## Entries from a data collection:
■ ■ ■ ■

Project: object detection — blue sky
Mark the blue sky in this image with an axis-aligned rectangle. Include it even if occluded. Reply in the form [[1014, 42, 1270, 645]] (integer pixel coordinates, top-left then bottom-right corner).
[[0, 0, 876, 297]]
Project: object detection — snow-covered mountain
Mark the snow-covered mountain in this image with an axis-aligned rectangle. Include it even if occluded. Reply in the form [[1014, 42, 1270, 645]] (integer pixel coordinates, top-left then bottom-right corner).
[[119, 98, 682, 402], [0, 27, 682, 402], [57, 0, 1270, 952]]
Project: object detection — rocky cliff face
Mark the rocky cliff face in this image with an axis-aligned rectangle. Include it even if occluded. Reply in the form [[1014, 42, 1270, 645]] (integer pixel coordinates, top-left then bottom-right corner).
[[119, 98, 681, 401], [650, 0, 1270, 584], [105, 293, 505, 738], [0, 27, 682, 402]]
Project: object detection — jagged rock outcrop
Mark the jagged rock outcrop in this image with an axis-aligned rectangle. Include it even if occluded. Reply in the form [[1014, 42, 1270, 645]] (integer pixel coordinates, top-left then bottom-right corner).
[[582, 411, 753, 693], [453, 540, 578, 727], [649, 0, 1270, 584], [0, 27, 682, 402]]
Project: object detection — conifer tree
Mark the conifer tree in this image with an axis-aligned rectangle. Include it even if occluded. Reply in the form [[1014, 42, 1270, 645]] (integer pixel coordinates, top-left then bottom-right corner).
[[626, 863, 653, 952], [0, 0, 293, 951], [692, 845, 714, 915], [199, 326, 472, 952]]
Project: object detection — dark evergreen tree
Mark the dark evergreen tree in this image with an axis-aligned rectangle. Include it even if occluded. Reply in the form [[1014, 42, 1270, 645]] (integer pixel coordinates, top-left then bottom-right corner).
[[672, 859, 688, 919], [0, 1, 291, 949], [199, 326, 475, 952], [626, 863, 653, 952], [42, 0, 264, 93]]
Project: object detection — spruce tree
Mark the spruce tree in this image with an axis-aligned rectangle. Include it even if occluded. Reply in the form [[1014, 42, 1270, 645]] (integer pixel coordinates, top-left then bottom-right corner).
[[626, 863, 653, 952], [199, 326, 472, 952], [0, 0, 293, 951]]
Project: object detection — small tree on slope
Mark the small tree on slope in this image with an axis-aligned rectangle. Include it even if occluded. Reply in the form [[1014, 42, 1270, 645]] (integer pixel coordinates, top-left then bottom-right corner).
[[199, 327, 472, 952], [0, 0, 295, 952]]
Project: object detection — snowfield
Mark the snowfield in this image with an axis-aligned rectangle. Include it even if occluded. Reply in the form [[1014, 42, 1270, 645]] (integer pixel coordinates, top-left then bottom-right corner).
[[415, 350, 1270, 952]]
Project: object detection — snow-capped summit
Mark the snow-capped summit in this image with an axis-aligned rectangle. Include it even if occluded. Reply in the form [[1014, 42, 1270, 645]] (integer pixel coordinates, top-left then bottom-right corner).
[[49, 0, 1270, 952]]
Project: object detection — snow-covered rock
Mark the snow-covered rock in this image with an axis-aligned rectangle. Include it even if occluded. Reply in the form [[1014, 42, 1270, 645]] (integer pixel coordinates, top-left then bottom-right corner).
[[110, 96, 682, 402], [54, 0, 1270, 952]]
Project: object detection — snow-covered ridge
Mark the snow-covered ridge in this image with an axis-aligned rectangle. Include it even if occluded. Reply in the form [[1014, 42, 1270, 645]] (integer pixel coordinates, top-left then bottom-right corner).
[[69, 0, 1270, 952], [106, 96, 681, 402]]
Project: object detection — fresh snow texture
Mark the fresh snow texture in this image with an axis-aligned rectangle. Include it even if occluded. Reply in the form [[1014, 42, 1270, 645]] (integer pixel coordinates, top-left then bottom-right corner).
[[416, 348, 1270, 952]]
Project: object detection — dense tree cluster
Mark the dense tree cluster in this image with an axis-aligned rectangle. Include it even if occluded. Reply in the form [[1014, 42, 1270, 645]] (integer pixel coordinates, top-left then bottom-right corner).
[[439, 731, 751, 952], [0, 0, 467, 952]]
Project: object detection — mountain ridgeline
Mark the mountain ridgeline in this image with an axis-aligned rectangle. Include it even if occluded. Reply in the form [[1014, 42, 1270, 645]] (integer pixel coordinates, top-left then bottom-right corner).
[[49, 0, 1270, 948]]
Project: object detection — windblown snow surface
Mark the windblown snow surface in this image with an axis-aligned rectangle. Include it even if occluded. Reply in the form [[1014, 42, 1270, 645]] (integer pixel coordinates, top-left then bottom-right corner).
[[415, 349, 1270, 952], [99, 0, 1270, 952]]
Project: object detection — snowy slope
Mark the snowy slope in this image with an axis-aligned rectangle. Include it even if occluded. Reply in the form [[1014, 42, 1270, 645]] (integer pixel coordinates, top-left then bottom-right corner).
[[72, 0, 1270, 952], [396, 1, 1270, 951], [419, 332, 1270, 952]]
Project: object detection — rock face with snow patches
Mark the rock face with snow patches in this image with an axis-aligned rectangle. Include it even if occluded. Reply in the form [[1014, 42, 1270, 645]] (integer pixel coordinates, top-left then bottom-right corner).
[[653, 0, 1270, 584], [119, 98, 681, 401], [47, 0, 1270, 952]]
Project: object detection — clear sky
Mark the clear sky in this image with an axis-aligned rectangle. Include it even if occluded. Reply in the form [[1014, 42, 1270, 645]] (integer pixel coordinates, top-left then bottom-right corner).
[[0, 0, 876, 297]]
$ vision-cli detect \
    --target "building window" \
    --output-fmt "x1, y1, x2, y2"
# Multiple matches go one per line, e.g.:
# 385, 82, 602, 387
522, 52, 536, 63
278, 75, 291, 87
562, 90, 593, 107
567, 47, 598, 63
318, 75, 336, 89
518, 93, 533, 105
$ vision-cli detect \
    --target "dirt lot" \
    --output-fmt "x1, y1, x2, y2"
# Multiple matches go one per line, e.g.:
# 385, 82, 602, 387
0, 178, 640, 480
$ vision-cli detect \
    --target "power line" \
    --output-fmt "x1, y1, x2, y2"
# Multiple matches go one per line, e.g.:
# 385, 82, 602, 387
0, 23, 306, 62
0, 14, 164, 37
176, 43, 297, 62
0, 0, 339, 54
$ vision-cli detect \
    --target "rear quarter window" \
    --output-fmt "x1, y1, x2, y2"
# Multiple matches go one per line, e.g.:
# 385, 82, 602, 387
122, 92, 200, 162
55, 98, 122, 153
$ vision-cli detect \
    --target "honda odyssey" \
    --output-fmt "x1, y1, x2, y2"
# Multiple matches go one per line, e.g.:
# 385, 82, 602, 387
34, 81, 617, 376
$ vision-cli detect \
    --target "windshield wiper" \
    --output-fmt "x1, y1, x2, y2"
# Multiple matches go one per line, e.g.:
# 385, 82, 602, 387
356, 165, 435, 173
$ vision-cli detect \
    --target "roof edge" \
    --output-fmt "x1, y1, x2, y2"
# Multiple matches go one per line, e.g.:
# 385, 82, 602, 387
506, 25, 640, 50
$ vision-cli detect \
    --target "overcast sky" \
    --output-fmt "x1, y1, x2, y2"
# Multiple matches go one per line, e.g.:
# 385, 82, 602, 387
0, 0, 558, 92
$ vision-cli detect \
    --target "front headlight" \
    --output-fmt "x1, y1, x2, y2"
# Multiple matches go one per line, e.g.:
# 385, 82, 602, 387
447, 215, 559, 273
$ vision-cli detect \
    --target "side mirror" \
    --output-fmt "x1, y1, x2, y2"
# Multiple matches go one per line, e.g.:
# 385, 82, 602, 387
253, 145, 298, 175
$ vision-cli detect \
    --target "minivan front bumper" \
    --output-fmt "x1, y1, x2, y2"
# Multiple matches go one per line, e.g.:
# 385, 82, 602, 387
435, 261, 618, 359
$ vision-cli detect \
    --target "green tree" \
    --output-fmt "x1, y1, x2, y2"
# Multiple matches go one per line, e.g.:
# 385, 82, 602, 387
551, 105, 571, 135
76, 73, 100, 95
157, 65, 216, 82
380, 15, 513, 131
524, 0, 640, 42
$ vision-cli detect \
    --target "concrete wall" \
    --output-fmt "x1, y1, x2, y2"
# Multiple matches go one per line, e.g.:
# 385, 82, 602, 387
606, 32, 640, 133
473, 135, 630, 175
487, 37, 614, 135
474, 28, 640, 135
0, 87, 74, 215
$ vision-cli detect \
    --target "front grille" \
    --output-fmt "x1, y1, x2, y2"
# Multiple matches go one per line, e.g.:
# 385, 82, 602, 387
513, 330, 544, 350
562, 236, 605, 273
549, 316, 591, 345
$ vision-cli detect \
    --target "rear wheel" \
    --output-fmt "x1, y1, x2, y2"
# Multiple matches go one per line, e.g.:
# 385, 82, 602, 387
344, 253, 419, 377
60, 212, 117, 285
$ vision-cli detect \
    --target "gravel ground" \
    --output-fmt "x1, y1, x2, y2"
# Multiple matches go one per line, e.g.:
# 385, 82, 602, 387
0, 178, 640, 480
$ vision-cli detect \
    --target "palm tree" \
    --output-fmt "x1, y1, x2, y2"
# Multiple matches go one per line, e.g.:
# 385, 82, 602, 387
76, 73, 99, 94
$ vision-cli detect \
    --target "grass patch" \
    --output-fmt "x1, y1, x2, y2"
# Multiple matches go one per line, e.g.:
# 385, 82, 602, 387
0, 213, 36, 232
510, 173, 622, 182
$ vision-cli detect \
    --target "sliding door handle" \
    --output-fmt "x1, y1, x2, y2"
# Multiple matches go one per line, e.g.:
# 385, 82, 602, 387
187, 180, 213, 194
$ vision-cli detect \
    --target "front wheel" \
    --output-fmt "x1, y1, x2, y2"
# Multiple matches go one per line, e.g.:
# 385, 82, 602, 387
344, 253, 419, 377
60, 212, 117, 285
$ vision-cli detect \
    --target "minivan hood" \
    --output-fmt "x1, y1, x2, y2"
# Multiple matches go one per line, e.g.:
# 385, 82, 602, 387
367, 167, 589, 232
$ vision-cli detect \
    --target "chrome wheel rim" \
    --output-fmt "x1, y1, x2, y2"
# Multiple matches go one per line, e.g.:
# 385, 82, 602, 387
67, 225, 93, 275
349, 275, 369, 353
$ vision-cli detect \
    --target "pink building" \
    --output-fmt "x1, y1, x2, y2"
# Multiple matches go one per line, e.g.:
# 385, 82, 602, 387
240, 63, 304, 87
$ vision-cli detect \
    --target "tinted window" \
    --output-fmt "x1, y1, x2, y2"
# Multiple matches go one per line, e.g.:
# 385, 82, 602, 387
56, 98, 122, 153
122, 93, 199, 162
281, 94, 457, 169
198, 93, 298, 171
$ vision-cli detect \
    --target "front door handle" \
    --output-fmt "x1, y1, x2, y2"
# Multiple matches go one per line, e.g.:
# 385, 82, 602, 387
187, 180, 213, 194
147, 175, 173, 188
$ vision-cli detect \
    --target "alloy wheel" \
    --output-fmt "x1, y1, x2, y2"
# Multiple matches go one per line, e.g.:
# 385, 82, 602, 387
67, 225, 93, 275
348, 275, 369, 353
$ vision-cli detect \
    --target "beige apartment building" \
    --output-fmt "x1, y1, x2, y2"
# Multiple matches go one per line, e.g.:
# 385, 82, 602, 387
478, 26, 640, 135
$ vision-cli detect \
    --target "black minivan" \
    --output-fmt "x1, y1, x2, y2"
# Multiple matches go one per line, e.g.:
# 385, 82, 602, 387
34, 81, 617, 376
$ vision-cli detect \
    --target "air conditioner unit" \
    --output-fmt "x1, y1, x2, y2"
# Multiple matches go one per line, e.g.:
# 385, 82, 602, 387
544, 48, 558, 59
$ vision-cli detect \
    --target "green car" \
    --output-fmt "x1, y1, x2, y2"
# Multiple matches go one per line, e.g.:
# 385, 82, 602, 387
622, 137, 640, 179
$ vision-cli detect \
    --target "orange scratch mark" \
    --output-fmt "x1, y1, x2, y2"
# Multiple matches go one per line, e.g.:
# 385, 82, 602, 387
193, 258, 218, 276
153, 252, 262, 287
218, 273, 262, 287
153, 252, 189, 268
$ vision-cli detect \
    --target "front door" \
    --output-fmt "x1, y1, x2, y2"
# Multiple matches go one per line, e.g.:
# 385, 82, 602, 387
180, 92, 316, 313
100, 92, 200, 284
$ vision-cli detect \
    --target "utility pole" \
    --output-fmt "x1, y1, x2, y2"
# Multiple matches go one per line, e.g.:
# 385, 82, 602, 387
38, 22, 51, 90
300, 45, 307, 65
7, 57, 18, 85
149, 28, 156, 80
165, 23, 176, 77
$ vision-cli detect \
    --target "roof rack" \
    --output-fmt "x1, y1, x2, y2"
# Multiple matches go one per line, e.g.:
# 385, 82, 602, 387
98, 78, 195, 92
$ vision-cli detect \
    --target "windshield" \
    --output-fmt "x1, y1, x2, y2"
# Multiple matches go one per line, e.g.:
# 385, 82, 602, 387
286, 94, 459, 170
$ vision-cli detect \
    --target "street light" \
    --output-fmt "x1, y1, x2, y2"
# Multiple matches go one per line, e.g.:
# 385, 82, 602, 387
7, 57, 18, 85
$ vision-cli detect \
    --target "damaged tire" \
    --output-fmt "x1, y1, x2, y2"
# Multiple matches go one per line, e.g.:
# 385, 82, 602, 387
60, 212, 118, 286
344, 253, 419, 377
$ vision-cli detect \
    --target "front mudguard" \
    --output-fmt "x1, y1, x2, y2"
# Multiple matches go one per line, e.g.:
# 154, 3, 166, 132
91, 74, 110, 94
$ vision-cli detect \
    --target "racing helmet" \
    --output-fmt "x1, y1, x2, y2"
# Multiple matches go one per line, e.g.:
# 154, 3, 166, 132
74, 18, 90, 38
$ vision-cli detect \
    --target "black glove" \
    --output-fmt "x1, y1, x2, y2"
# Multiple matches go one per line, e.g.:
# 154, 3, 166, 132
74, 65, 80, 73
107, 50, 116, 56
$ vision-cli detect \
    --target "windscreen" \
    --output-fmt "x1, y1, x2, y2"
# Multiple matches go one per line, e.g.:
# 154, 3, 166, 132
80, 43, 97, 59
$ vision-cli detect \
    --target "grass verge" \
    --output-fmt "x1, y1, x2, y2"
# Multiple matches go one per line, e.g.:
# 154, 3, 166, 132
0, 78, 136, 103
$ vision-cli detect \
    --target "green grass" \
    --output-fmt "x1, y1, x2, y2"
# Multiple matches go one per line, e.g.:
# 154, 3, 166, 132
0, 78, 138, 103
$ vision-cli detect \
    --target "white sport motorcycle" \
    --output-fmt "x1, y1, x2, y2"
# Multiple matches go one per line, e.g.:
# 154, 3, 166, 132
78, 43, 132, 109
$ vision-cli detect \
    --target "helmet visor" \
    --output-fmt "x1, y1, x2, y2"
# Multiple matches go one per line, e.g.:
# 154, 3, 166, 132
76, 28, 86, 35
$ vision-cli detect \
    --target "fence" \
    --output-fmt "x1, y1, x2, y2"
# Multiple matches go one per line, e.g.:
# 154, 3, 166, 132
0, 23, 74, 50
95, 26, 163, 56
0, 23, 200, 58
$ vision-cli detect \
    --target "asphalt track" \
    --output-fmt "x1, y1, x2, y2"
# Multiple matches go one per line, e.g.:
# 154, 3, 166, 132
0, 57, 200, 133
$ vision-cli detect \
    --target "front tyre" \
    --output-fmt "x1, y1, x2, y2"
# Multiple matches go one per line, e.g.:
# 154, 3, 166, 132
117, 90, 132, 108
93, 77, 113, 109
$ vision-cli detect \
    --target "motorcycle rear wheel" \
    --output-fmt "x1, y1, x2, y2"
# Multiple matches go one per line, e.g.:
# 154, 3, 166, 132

■ ■ ■ ■

## PROBLEM DETAILS:
Can you put each line from the start of the entries through the line containing "[57, 0, 1270, 952]]" into a JSON list of strings, one string per line, with blank lines left out and no other lines included?

## THE RESPONSE:
[
  "Project: object detection — blue sky",
  "Mark the blue sky in this image with an axis-aligned rectangle. Include it even if occluded. Reply in the form [[1014, 42, 1270, 645]] (integer pixel coordinates, top-left then bottom-right corner).",
  "[[0, 0, 876, 297]]",
  "Project: object detection — snow-covered mountain",
  "Mark the snow-covered mountain in this image with an axis-aligned rectangle. Include it even if occluded. Reply in the form [[1014, 42, 1270, 645]] (integer pixel coordinates, top-left then bottom-right corner).",
  "[[119, 98, 682, 402], [0, 27, 682, 402], [57, 0, 1270, 952]]"
]